**PROBLEM TO WORK ON:** In the data below, which lines hold the word "store"? Copy them.

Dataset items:
• • • •

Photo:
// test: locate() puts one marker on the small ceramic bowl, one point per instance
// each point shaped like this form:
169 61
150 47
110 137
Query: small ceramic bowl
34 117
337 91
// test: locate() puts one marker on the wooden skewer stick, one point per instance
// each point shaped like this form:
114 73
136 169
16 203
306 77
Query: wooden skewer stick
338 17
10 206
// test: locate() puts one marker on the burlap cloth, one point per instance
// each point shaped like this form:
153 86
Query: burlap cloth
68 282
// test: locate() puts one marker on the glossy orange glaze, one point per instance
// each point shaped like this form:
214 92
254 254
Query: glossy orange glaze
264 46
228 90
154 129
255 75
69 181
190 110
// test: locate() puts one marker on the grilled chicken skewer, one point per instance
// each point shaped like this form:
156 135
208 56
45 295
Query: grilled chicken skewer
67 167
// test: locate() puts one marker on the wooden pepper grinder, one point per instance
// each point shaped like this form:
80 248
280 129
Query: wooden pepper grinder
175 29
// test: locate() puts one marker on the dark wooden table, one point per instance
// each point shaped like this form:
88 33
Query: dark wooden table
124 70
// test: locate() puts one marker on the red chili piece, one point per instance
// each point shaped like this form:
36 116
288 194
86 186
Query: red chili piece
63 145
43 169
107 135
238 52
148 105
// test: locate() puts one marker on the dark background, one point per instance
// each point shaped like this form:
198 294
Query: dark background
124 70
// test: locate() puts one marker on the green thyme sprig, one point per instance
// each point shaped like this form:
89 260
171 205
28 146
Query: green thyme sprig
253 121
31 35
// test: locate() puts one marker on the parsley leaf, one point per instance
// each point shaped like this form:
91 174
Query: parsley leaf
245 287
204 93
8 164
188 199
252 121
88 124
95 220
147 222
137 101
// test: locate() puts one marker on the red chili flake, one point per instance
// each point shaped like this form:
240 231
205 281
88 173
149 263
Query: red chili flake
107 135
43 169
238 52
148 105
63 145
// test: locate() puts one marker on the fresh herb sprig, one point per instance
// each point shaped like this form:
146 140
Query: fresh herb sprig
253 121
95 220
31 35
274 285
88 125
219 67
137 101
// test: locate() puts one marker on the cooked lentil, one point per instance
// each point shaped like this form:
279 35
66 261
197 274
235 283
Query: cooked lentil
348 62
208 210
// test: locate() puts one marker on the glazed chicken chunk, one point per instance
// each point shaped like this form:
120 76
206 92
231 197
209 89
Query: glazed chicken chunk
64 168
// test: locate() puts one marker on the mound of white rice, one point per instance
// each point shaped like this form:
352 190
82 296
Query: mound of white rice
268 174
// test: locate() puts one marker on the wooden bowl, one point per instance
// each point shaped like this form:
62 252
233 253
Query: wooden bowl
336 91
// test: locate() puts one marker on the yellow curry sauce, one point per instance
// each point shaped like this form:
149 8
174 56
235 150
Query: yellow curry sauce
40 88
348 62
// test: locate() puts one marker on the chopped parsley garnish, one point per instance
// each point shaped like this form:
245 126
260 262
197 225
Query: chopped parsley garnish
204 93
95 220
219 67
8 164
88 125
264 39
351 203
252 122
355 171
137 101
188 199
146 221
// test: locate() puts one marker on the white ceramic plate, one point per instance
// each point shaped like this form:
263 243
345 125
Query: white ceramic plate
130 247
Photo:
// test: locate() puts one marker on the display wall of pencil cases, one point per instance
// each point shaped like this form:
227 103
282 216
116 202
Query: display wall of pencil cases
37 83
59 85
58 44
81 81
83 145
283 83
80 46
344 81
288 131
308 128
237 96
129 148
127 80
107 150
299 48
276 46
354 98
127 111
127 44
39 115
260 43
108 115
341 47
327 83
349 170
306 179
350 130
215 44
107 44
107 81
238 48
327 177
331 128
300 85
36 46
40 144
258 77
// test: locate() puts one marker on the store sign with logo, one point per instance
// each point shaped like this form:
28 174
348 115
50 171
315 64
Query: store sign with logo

• • • •

**EXPECTED ANSWER:**
// test: locate() puts one marker on the store sign with logo, one point per instance
Query: store sign with logo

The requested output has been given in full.